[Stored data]
• • • • •
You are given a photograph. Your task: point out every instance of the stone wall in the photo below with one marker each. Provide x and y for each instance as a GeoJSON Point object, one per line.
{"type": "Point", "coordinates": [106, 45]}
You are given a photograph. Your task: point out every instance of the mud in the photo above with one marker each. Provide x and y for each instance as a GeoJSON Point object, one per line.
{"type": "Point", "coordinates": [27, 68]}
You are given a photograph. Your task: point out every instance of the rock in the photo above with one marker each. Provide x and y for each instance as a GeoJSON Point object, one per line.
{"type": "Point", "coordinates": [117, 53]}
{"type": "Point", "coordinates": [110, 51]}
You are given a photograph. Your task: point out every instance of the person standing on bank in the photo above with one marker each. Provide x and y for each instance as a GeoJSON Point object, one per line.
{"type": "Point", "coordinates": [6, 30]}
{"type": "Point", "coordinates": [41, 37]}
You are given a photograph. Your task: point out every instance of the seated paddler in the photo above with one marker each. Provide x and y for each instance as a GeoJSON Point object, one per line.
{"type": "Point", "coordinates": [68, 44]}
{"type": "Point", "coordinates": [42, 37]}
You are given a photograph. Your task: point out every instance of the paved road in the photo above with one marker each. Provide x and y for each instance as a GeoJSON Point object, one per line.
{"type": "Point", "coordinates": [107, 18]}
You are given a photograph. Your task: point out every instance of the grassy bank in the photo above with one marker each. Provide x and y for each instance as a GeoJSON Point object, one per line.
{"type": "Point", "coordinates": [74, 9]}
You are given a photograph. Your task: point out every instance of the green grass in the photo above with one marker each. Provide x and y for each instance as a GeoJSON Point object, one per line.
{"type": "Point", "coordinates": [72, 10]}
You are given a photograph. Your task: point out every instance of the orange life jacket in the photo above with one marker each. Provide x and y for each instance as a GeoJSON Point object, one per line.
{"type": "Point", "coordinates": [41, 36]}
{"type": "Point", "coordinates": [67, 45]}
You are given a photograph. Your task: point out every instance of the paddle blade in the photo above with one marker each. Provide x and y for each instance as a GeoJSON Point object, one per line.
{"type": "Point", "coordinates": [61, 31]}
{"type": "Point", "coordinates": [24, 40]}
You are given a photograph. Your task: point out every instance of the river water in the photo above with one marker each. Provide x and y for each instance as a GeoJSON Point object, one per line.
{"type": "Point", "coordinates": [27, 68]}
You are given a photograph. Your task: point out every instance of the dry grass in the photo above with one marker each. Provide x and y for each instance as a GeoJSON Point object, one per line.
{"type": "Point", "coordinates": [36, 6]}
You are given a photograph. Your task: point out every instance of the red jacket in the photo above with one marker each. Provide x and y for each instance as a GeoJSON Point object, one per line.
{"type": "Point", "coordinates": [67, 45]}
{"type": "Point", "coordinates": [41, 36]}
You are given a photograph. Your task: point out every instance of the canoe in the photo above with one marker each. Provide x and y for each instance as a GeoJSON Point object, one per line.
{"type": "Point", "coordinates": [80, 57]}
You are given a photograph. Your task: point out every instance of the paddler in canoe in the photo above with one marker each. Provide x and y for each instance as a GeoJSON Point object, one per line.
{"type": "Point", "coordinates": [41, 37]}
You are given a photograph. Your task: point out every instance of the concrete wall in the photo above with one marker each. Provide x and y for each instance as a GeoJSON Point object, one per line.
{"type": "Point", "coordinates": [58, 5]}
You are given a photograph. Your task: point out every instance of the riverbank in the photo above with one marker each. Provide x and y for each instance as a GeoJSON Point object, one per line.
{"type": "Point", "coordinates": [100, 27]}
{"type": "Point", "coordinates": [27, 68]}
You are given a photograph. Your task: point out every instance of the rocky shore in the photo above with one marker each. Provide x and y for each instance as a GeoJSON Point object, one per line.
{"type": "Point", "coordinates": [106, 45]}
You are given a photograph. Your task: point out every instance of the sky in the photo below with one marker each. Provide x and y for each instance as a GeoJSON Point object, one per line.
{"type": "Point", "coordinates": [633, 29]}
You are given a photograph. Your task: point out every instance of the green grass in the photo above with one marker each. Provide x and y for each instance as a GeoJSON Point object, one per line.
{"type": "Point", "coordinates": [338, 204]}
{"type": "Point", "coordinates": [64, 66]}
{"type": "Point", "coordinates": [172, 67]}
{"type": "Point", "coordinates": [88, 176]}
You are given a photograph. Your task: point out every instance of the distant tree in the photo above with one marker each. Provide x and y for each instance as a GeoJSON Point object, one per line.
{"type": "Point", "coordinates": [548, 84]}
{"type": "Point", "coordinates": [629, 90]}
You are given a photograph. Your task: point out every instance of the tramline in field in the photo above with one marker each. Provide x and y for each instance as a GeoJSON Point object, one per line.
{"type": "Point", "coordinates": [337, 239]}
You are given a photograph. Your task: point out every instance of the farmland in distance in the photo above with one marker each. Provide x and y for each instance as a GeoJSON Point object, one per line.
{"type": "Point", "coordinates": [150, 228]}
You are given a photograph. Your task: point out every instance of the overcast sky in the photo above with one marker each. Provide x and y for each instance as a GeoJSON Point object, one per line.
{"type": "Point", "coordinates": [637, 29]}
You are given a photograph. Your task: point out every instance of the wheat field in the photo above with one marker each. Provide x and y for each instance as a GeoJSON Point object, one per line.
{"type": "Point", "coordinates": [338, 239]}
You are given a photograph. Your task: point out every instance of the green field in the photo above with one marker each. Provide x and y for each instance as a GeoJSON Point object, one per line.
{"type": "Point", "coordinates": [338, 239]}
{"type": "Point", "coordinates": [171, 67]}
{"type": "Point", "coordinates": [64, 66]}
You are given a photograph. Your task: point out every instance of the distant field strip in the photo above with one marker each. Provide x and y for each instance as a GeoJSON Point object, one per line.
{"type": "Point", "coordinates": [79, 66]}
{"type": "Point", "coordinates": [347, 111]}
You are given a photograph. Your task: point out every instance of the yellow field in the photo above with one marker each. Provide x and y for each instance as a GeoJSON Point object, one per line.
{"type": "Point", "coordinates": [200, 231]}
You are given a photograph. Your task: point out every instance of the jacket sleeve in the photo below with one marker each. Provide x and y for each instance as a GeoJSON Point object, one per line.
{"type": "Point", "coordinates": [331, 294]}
• • • • •
About this task: Output all of the data again. Match it exactly.

Answer for this exercise:
You are given a photograph. Your task: point out every instance of the stone wall in the photo below with one marker each. Provide x and y for each instance as a GeoJSON Point object, one per line.
{"type": "Point", "coordinates": [106, 45]}
You are given a photograph. Your task: point out every instance of the mud in the photo above with one marker each. Provide x and y for each instance as a GeoJSON Point object, one per line.
{"type": "Point", "coordinates": [27, 68]}
You are given a photograph. Your task: point out every instance of the rock in the photo above with one marker each. Provide x and y for each instance as a GeoJSON Point object, one per line.
{"type": "Point", "coordinates": [117, 53]}
{"type": "Point", "coordinates": [110, 51]}
You are given a photograph. Your task: point out every instance of the person standing on bank in the photo above with one marker each. Provide x and y for each instance as a GeoJSON Point object, one per line.
{"type": "Point", "coordinates": [6, 30]}
{"type": "Point", "coordinates": [41, 37]}
You are given a photograph. Your task: point out every instance of the seated paddler in the photo above with one marker each. Provide x and y for each instance as a GeoJSON Point object, one per line.
{"type": "Point", "coordinates": [68, 44]}
{"type": "Point", "coordinates": [42, 37]}
You are given a photograph. Your task: point out every instance of the paved road in the photo above with one marker each. Provide x and y for each instance as a GeoJSON Point object, one per line.
{"type": "Point", "coordinates": [107, 18]}
You are given a photograph. Your task: point out every instance of the grassy bank in the photo above with one marker each. Provide x and y for each instance as a GeoJSON Point object, one per line.
{"type": "Point", "coordinates": [74, 9]}
You are given a photograph. Your task: point out every instance of the green grass in the photo above with one marker each. Provide x and y for each instance as a GeoJSON Point object, one per line.
{"type": "Point", "coordinates": [72, 10]}
You are given a photograph. Your task: point out every instance of the orange life jacket in the photo above with one marker each. Provide x and y for each instance as a GeoJSON Point object, one per line.
{"type": "Point", "coordinates": [41, 36]}
{"type": "Point", "coordinates": [67, 45]}
You are given a photograph. Your task: point out every instance of the paddle blade in the photo above with one marker each. Provide x and y for each instance as a GeoJSON Point object, one per line.
{"type": "Point", "coordinates": [61, 31]}
{"type": "Point", "coordinates": [24, 40]}
You are given a photograph. Your task: point out every instance of the river water in the photo above with one marker each. Provide x and y for each instance as a GeoJSON Point object, one per line.
{"type": "Point", "coordinates": [27, 68]}
You are given a photograph. Your task: point out every instance of the dry grass in the photo above with one marker each. Provide x and y for each instance as a GeoJSON Point object, one per line.
{"type": "Point", "coordinates": [36, 6]}
You are given a photograph. Your task: point out every instance of the red jacket in the photo above with one marker each. Provide x and y for each instance as a GeoJSON Point object, one per line.
{"type": "Point", "coordinates": [67, 45]}
{"type": "Point", "coordinates": [41, 36]}
You are given a photograph. Your task: point out every instance of the canoe in the photo above with one marker each. Provide x and y for each instance as a GeoJSON Point object, one per line.
{"type": "Point", "coordinates": [80, 57]}
You are given a photograph. Your task: point out every instance of the paddler in canoe in the photo above with one marker each. Provide x and y for each instance as a GeoJSON Point object, one per line.
{"type": "Point", "coordinates": [41, 37]}
You are given a photograph. Your task: point out every instance of the concrete wall in the photo above with one marker each. Provide x and y for each instance as a GeoJSON Point object, one per line.
{"type": "Point", "coordinates": [58, 5]}
You are given a photograph. Your task: point out every instance of the riverbank in the photo above with one marker each. Provide x and y for each instance as a GeoJSON Point object, one per line.
{"type": "Point", "coordinates": [100, 27]}
{"type": "Point", "coordinates": [27, 68]}
You are given a photograph. Your task: point out every instance of the rocky shore in the photo above with one marker each. Provide x and y for each instance as a GeoJSON Point object, one per line.
{"type": "Point", "coordinates": [106, 45]}
You are given a photograph. Your task: point out every instance of the sky in the photo below with one marker each. Provide x and y for each instance as a GeoJSON Point object, one per line.
{"type": "Point", "coordinates": [633, 29]}
You are given a photograph. Your task: point out every instance of the green grass in the photo above with one marker each. Provide x and y for each instance as a GeoJSON Point object, one per line.
{"type": "Point", "coordinates": [338, 204]}
{"type": "Point", "coordinates": [64, 66]}
{"type": "Point", "coordinates": [172, 67]}
{"type": "Point", "coordinates": [88, 176]}
You are given a photograph. Your task: point out every instance of the distant tree in the photo above with one marker each. Provide x and y for each instance as a GeoJSON Point object, one per line.
{"type": "Point", "coordinates": [548, 84]}
{"type": "Point", "coordinates": [629, 90]}
You are given a photograph. Your task: point out every instance of the tramline in field in the photo above with one marker each. Provide x and y for each instance as a GeoJSON Point object, one per line.
{"type": "Point", "coordinates": [337, 239]}
You are given a photograph. Your task: point out every instance of the farmland in distance in the photo above with one marker each. Provide x and y for each instance as a GeoJSON Point object, one per line.
{"type": "Point", "coordinates": [150, 228]}
You are given a photograph. Your task: point out every instance of the overcast sky in the photo above with one marker each. Provide x and y for each instance as a GeoJSON Point object, one per line.
{"type": "Point", "coordinates": [637, 29]}
You are given a photograph. Your task: point out every instance of the wheat field in the photo above with one marker each. Provide x and y for each instance as a GeoJSON Point object, one per line.
{"type": "Point", "coordinates": [338, 239]}
You are given a photograph. Your task: point out every instance of the green field in the photo above with one marker each. Provide x and y for each instance as a GeoJSON Point object, one per line.
{"type": "Point", "coordinates": [338, 239]}
{"type": "Point", "coordinates": [171, 67]}
{"type": "Point", "coordinates": [64, 66]}
You are given a photograph. Your task: point out every instance of the distant field strip in the photo above with one marker each. Provide x and y for each instance as a GeoJSON Point object, one per line.
{"type": "Point", "coordinates": [79, 66]}
{"type": "Point", "coordinates": [347, 111]}
You are given a photograph. Your task: point out every instance of the yellow field in the photo above with one marker each. Provide x and y for each instance as a GeoJSON Point object, one per line.
{"type": "Point", "coordinates": [200, 231]}
You are given a photograph. Your task: point out every instance of the jacket sleeve in the photo below with one marker each. Provide x and y for each instance as a GeoJSON Point object, one per line.
{"type": "Point", "coordinates": [331, 294]}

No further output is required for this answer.